> [Task objective]
Rewrite the listing below with every "bounding box" swapped for "enclosing rectangle", keeping everything else the same and omitting the pictures.

-- Start of Available data --

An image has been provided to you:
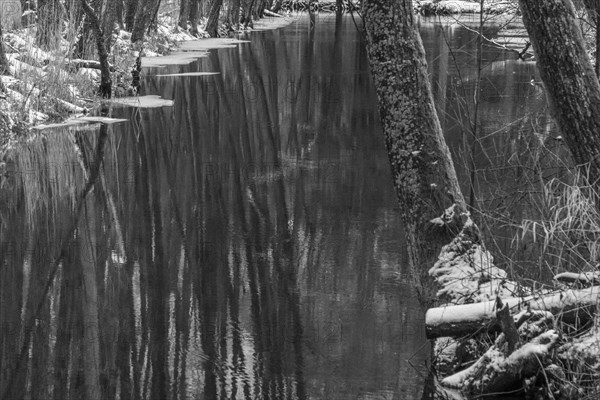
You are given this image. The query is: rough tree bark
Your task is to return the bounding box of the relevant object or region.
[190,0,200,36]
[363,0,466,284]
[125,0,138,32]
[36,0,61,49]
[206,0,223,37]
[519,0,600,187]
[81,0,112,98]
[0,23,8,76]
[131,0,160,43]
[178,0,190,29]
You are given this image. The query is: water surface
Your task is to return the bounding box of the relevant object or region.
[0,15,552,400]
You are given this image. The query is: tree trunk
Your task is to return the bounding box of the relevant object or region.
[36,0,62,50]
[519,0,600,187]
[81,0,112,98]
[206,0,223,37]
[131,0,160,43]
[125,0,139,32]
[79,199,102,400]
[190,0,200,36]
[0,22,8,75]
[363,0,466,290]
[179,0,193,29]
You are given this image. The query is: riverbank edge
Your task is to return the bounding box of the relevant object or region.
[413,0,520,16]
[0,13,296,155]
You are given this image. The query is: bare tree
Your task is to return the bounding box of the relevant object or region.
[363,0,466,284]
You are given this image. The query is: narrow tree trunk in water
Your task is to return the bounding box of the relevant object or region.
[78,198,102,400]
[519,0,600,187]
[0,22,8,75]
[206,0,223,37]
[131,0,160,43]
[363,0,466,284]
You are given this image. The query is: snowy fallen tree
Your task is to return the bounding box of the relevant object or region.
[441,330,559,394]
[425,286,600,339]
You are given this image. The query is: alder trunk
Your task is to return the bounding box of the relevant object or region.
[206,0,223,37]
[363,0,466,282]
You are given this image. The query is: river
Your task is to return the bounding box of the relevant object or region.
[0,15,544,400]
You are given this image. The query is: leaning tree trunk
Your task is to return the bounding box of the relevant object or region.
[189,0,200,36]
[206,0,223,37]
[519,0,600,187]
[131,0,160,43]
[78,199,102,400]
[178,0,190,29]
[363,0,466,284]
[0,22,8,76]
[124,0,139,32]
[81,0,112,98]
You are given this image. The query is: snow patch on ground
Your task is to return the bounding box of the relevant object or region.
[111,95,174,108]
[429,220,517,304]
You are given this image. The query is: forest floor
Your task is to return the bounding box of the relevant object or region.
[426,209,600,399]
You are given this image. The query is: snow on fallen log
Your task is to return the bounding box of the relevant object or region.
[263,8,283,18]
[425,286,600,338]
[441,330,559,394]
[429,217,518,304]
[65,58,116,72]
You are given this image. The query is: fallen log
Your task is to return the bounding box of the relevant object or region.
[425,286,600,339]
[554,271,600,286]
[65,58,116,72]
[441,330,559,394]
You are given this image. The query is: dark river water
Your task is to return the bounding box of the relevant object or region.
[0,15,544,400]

-- End of Available data --

> [Exercise output]
An image has been provided to you:
You are given this image. The query is: rough tree bark
Your task is to return the enclosing rectangle of the relevant object or region.
[190,0,200,36]
[363,0,466,284]
[125,0,138,32]
[36,0,61,49]
[206,0,223,37]
[519,0,600,187]
[81,0,112,98]
[0,23,8,76]
[131,0,160,43]
[178,0,190,29]
You are given this image. The query is: water surface
Your task is to return the enclosing rectangle of the relevant object or region.
[0,15,552,400]
You are given this image. The query is: tree trunk
Your task is to return the enclosing rectangle of the relevant object or region.
[36,0,62,50]
[519,0,600,187]
[81,0,112,98]
[206,0,223,37]
[131,0,160,43]
[125,0,139,32]
[79,199,102,400]
[190,0,200,36]
[0,22,8,75]
[363,0,466,290]
[179,0,193,29]
You are given this image. The query is: riverbank edge
Your task is to return the enclosing rectangle of the relevant object or region.
[413,0,520,16]
[0,13,296,155]
You are given this image. The query is: bare tree
Your task is to return the enclosing rectangle of the relevant object or region.
[363,0,466,284]
You are given this image. The query is: narrow tree trunk in water
Your task is to return the enclosing rectangle of the relevant object or region.
[78,198,102,400]
[519,0,600,187]
[0,22,8,75]
[206,0,223,37]
[131,0,160,43]
[363,0,466,284]
You are given this image. The query is: snowy fallen tree
Your task is to return the enclosing rectangle of the relevant object or region.
[441,330,559,394]
[425,286,600,339]
You are given this image. The query is: alder trunk
Your task is to return the enclosing rectangle of the relevant object or region.
[206,0,223,37]
[363,0,466,282]
You are given this image. The query is: river
Your task is to return the enclosing rectangle of the relevant object or region.
[0,15,544,400]
You are given this image. The query is: leaning tree trunk
Your task is to return the enclosing rectangle of the relevant object or region.
[189,0,200,36]
[206,0,223,37]
[519,0,600,187]
[131,0,160,43]
[78,199,102,400]
[178,0,190,29]
[363,0,466,284]
[0,22,8,76]
[124,0,139,32]
[81,0,112,98]
You are given this image. The query is: snow patch on ground
Your task is to return the enclosing rectangle of the relevant object or region.
[111,95,174,108]
[429,220,517,304]
You are given this image. The query is: forest floor
Your task is to return the enclosing rectangle of the relevant object or region.
[426,209,600,399]
You are given this image. The query is: snow on fallen log
Your task is to return the enclosing rectangle of the relevant object or region.
[263,8,283,18]
[425,286,600,338]
[441,330,559,394]
[429,217,518,304]
[65,58,116,72]
You are given this image. The query is: fallen log
Your task is to return the enclosing rectangle of the relevant object or region.
[425,286,600,339]
[554,271,600,286]
[65,58,116,72]
[441,330,559,394]
You are given this image. The query is: dark river water
Your task is to return the enclosing rectangle of the relevant object or region.
[0,15,544,400]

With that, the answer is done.